#### Seçilen Metin

━━━━━━━━━━

Okuması izlemesinden daha heyecanlı!
logo logo logo logo logo
Bu sitede yer alan yazılardan yazarların kendisi sorumludur.
Referans vermeden kullanmayınız.
ÖZEL
Yalnız bi' alev aldı sosyal medya!

Kiralık Aşk'ın izleyicisi vefalı, tüm eksiklikleriyle, tüm kusurlarıyla kucaklamaya hazır dizisini. Barış Arduç'un rahatsızlığından dolayı gerçekleştirilen özel bölümde, #seninleyizBarışArduç hastagine atılan tweetlerde rekor kırılması Kiralık Aşk Fandomu'nun gücünü gösteriyor. Peki bu sosyal medya neden bu kadar alev alıyor, neden bu kadar dolu dolu ve tutkulu bir Kiralık Aşk bağımlısı? 7'den 70'e nasıl bu kadar seviliyor ve AB grubunda birinciliği nasıl kaptırmıyor? İşte bu gerçekten, önemli ve üzerinde durulması gereken bir mesele.

İlk bölümün sonundaki kapı sahnesi demiştim, "Bu kapıdan çıktıktan sonra aklında işten başka hiçbir şey olmayacak," diyen Ömer Bey'ler, kısa zamanda "Bırak iş konuşmayı" , "Seninle iş dışında bir şey konuşmayacağız," ile "İlle de iş diyorsun," kıvamında evrilirken, bizler gözlerimizden kalpler çıka çıka, bağlanıyorduk Kiralık Aşk'a. Neydi peki Ömer'e ve Defne'sine bizi bu kadar aşık eden etken? Aralarında tartışmasız mükemmel bir ekran kimyası vardı, hatta televizyonların en yakışan çifti ödülüyle de Türk Halkı, bunu tescilledi. Mermer tenli bir kızıl afet diye nitelendirilen Elçin Sangu'yla, kara gözleriyle baktığı yerde rüzgarlar estiren esmerlerin şahı Barış Arduç, esrarengiz bir uyum yakalamışlardı. Ama mesele sadece bundan ibaret değildi, büründükleri role hayat verirken her şeyden ziyade, kendileri gibi rahattılar da bence. Çok iyi oyunculuklar izliyorduk, gülüşleri kadar ağlamaları da gerçekti her defasında. Bu senenin ödül törenlerinde, ortalığı kasıp kavurdular. "En iyi kadın oyuncu" ve "En iyi erkek oyuncu" ödülü aldılar çok defa. "Kiralık Aşk" da ödülleri topladı. Kiralık Aşk Fandomu sabahtan akşama kadar çılgınlar gibi oy verdi aday oldukları her kategoriye, dizisine ve oyuncularına haklarını teslim etmek için.

━━━━━━━━━━

#### Verilen Veriler
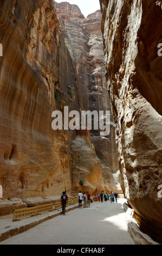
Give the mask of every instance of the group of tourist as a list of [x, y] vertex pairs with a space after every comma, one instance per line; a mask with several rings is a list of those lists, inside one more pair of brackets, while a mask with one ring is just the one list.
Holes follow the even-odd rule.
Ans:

━━━━━━━━━━

#### Görevler
1. Kiralık Aşk yazısına bakarak şu soruları yanıtlayın:
(a) Özel bölüm neden yapıldı?
(b) Türk halkı, Ömer ile Defne'nin ekran kimyasını hangi ödülle tescilledi?
(c) Elçin Sangu nasıl nitelendiriliyor?
2. Kiralık Aşk yazısını iki cümleyle özetleyin.
3. Kiralık Aşk yazısındaki "Çok iyi oyunculuklar izliyorduk, gülüşleri kadar ağlamaları da gerçekti her defasında." cümlesini İngilizceye çevirin.
Yanıt verirken yalnızca metne dayanın, verileri kullanmayın.

#### Görev Yanıtları
1.
(a) Barış Arduç'un rahatsızlığı nedeniyle yapıldı.
(b) Televizyonların en yakışan çifti ödülüyle tescilledi.
(c) Mermer tenli bir kızıl afet diye nitelendiriliyor.

2. Kiralık Aşk'ın izleyicisi vefalıdır ve Barış Arduç'un rahatsızlığı nedeniyle yapılan özel bölümde #seninleyizBarışArduç etiketine atılan tweetlerde kırılan rekor, dizinin fandomunun gücünü gösterir. Elçin Sangu ile Barış Arduç'un ekran kimyası ve gerçekçi oyunculukları izleyiciyi diziye bağlamış, oyuncular ve dizi bu yılın ödül törenlerinde pek çok ödül kazanmış, fandom da aday oldukları her kategoride onlar için sabahtan akşama oy vermiştir.

3. We were watching very good performances; every time, their crying was as real as their laughter.